» **Instructions for the task**
If a picture appears in the records, leave it out and transcribe the rest exactly.
(Dataset content)
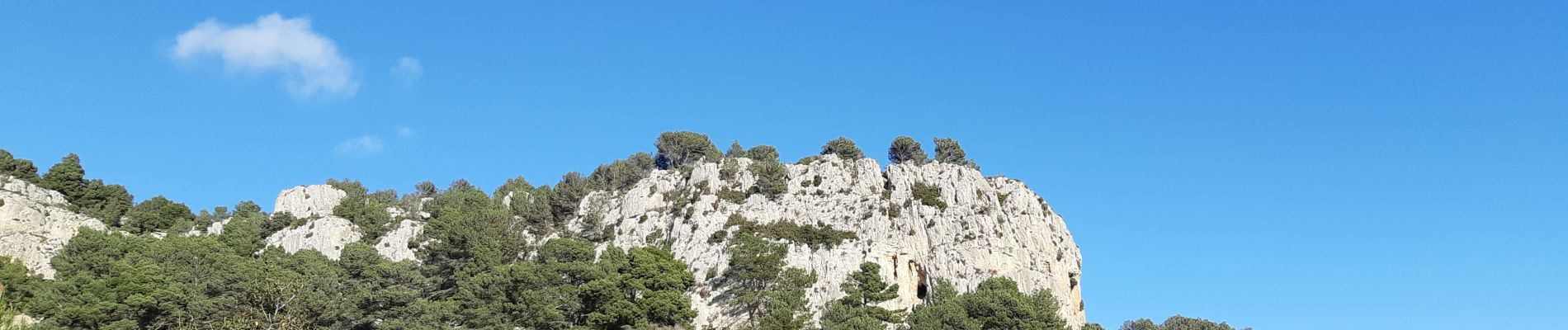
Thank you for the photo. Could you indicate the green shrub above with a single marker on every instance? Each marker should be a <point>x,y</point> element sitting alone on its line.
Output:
<point>764,153</point>
<point>733,196</point>
<point>772,179</point>
<point>947,150</point>
<point>728,169</point>
<point>905,149</point>
<point>736,150</point>
<point>844,148</point>
<point>678,149</point>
(End Dataset content)
» **Exercise solution**
Thank you for the photo. Could you indicate the green shrub above with a single marker on every instance? Each marker should be a <point>x,y</point> element sitting alone on its line.
Output:
<point>764,153</point>
<point>733,196</point>
<point>772,179</point>
<point>947,150</point>
<point>728,169</point>
<point>905,149</point>
<point>736,150</point>
<point>844,148</point>
<point>678,149</point>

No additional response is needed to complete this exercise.